Problem to solve
Repeat every entry word for word, skipping the pictures.

Entries
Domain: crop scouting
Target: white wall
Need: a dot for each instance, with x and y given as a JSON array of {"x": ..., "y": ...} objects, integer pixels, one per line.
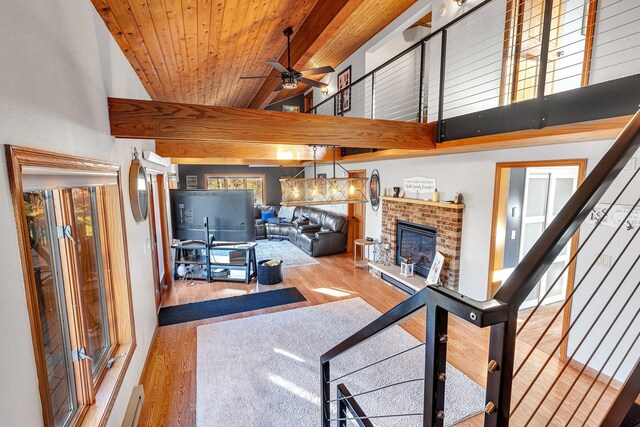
[
  {"x": 473, "y": 175},
  {"x": 59, "y": 64},
  {"x": 397, "y": 85}
]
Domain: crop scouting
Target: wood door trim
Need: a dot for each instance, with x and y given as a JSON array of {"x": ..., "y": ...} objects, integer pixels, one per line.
[
  {"x": 356, "y": 173},
  {"x": 164, "y": 229},
  {"x": 491, "y": 288}
]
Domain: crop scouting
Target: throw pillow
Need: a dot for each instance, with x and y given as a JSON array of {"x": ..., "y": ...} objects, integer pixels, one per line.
[{"x": 286, "y": 213}]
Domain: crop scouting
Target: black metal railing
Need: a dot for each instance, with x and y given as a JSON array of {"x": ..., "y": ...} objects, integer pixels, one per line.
[
  {"x": 600, "y": 372},
  {"x": 495, "y": 69}
]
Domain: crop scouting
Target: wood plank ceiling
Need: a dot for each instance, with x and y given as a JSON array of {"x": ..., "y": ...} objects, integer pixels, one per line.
[{"x": 194, "y": 51}]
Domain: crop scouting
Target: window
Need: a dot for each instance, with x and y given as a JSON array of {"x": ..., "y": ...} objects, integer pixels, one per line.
[
  {"x": 239, "y": 182},
  {"x": 570, "y": 44},
  {"x": 69, "y": 217}
]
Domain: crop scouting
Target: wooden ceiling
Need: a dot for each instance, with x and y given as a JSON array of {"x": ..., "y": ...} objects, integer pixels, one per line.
[{"x": 194, "y": 51}]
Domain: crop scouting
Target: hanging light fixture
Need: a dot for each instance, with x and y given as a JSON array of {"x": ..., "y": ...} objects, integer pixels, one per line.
[{"x": 323, "y": 191}]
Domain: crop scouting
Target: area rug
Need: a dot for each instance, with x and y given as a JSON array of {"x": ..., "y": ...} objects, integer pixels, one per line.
[
  {"x": 224, "y": 306},
  {"x": 290, "y": 254},
  {"x": 265, "y": 370}
]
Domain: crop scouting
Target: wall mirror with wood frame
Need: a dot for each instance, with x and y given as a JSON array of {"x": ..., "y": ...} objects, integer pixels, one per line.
[{"x": 75, "y": 266}]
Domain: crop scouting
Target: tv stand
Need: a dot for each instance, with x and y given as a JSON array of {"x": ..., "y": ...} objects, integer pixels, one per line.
[{"x": 236, "y": 262}]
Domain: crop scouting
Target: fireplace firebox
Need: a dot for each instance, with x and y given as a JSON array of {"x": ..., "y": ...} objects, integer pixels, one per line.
[{"x": 417, "y": 242}]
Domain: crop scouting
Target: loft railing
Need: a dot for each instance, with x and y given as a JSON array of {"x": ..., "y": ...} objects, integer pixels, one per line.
[
  {"x": 597, "y": 378},
  {"x": 523, "y": 64}
]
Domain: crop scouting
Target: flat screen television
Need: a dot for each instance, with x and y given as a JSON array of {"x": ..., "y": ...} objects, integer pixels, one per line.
[{"x": 230, "y": 214}]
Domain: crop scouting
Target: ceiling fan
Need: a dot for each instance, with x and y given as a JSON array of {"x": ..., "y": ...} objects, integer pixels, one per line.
[{"x": 289, "y": 76}]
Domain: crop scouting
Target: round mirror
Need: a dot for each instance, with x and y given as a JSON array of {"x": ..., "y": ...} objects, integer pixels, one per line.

Complete answer
Domain: crop scouting
Target: white wall
Need: a dot for each instance, with x and y given as a JSON array of {"x": ..., "y": ...} objects, integer pixels, one per line.
[
  {"x": 473, "y": 175},
  {"x": 59, "y": 64},
  {"x": 397, "y": 85}
]
Domain: crop scouting
Target: wood door trim
Need: a dot for each instance, with x and y given as a JSON array of {"x": ..., "y": ...} objects, integer pixels, one per line.
[
  {"x": 356, "y": 173},
  {"x": 164, "y": 229},
  {"x": 491, "y": 288}
]
Domain: crop scouting
Target: throw pillow
Need: a dot for each instance, with x and y given as a JSON array of {"x": ..., "y": ...} objects, integer pixels, one per line.
[{"x": 286, "y": 213}]
Domain: crop scouting
Target: black metal railing
Need: a dot for each instance, with x and y given as a JSON array of {"x": ..., "y": ...} objects, integer pixels, one per line.
[
  {"x": 600, "y": 372},
  {"x": 495, "y": 69}
]
Domain: crop scouting
Target: wood plank ceiling
Need: a dot for each instance, with x and y given as a JSON array of {"x": ..., "y": ...} objects, integer pixels, one per line.
[{"x": 194, "y": 51}]
Domain: crop scouting
Target: window
Need: a dot for each instance, with x and y given as a JSON array of {"x": ..., "y": ...} objects, integer pixels, one per line.
[
  {"x": 239, "y": 182},
  {"x": 570, "y": 44},
  {"x": 69, "y": 217}
]
Domain: crop scouting
Target: wooden ceiling
Need: a dot for each instance, with x and y given as a JSON array of {"x": ..., "y": ...} objects, integer pixels, one per line.
[{"x": 194, "y": 51}]
Domain: crop scouting
Target: hanging light fixture
Need: a dot for each instance, with x and y given as a JSON array of {"x": ..., "y": ...} objects, integer pixels, one per line.
[{"x": 323, "y": 191}]
Domain: crop scouting
Target: area rug
Need: a dot for each instance, with x and y given as a JSON array of {"x": ..., "y": ...} objects, integer pixels, one per line.
[
  {"x": 224, "y": 306},
  {"x": 290, "y": 254},
  {"x": 265, "y": 370}
]
Domain: crop scouting
Target: wall mirror with wood frame
Need: a dot for each instance, with x and y given as a JSON array of {"x": ..., "y": ...} objects, integer pixels, one per line.
[{"x": 75, "y": 266}]
Domain: crop scouting
Target: tv stand
Need: a dot for each instance, with x and y given as a JSON array of {"x": ..., "y": ...} objects, integer pixels, one per line.
[{"x": 236, "y": 262}]
Domain: crop scouting
Target: fireplace firebox
Need: a dot for each instance, with x and y given as a JSON array of {"x": ..., "y": ...} objects, integer pixels, one per line.
[{"x": 417, "y": 242}]
Domain: crop scouting
Target: loft railing
Need: a dot for each instance, with x and y given as a JSON array of {"x": ..., "y": ...} objects, integer pixels, one per line.
[
  {"x": 597, "y": 378},
  {"x": 523, "y": 64}
]
Domain: crop scouting
Target: flat screen television
Need: a dot for each instance, with x and y given as a JSON array of {"x": ..., "y": ...} objects, integer pixels, one per line.
[{"x": 230, "y": 214}]
Domain: crop scouting
Target: ceiling fan
Need: a dot for each instance, with x and y given as a JSON array of {"x": ..., "y": ...} objects, integer pixels, one per line.
[{"x": 289, "y": 76}]
Domain: crop scouting
Target: round mirror
Need: a dot for each instance, with x and y given as a JSON array of {"x": ..., "y": ...} objects, integer pixels, one per line.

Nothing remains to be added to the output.